* Selected extract:

------------------------------------------------------------

Victoria’s Secret had spent decades marketing luxury lingerie with runway shows and supermodels. The once-iconic brand has nevertheless been languishing in recent years following a pivot toward diversity and wokeness.

The company earned approval from the media as executives announced the end of the Angels fashion show broadcast four years ago and vowed to “rethink” marketing tactics. The Angels were later replaced with VS Collective, an “unparalleled group of trailblazing partners who share a common goal to drive positive change.” The brand that had built its image on models such as Heidi Klum and Gisele Bündchen would now be represented by figures such as left-wing lesbian soccer player Megan Rapinoe and male-to-female transgender person Valentina Sampaio.

The company’s website and social media pages now feature women of all shapes and sizes, as well as various nods to the purported importance of diversity and inclusion. The brand’s performance has meanwhile been less than angelic: the company permanently closed hundreds of stores and axed several dozen management-level positions over the past three years. Victoria’s Secret CEO Amy Hauk recently exited the company after spending less than one year in her post.

Brittany Martinez, a model and the editor-in-chief of Evie Magazine, a beauty and lifestyle publication that promotes traditional femininity, characterized the decline of Victoria’s Secret as a “masterclass in a corporate brand misdiagnosing the root cause” during an interview with The Daily Wire. She contended that the company’s powerful brand had eclipsed overpriced and low-quality merchandise until the marketing overhaul.

“Instead of lowering their prices or improving their quality, they killed the Angel and the entire fantasy along with it,” Martinez said. “They made a critical mistake many companies have made: they obsessed over their competitors and the media instead of obsessing over their customers.”

Victoria’s Secret is indeed one of several companies in the fashion industry that has compromised branding to make controversial social statements. Balenciaga recently garnered backlash for publishing a photoshoot which depicted young children holding teddy bears in bondage gear, while Ulta Beauty featured transgender social media influencer Dylan Mulvaney discussing “girlhood” alongside a “gender-fluid” hairdresser.

------------------------------------------------------------

* Dataset entries:

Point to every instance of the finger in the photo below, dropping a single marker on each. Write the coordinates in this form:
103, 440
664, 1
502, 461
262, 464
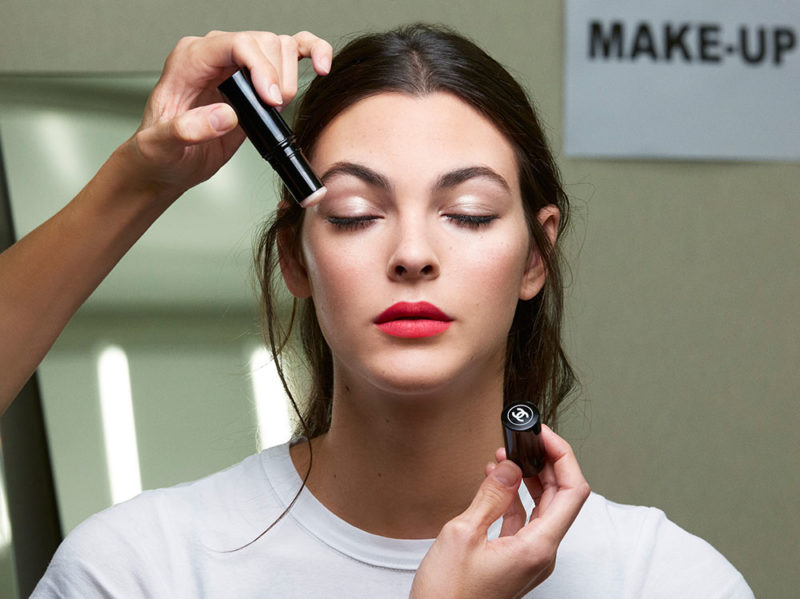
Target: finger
514, 518
320, 51
565, 488
494, 496
288, 67
167, 140
535, 488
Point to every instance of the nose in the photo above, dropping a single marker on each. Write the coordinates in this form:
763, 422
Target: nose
414, 256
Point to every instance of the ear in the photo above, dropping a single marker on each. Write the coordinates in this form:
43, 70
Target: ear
535, 275
292, 268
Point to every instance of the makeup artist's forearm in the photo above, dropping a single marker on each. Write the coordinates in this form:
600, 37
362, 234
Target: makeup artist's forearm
46, 276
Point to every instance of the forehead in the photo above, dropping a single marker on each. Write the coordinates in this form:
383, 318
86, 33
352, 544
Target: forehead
400, 134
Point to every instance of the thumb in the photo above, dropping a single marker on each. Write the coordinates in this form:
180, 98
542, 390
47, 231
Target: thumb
166, 141
494, 495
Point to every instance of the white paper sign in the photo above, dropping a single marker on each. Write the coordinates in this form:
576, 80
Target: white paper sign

------------------------------------------------------------

* Exercises to complete:
a. From the Victoria's Secret article, write out the passage starting at "The company’s website" and ending at "the marketing overhaul.", word for word.
b. In the Victoria's Secret article, what group replaced the Angels?

* Written answers:
a.
The company’s website and social media pages now feature women of all shapes and sizes, as well as various nods to the purported importance of diversity and inclusion. The brand’s performance has meanwhile been less than angelic: the company permanently closed hundreds of stores and axed several dozen management-level positions over the past three years. Victoria’s Secret CEO Amy Hauk recently exited the company after spending less than one year in her post.

Brittany Martinez, a model and the editor-in-chief of Evie Magazine, a beauty and lifestyle publication that promotes traditional femininity, characterized the decline of Victoria’s Secret as a “masterclass in a corporate brand misdiagnosing the root cause” during an interview with The Daily Wire. She contended that the company’s powerful brand had eclipsed overpriced and low-quality merchandise until the marketing overhaul.

b. VS Collective.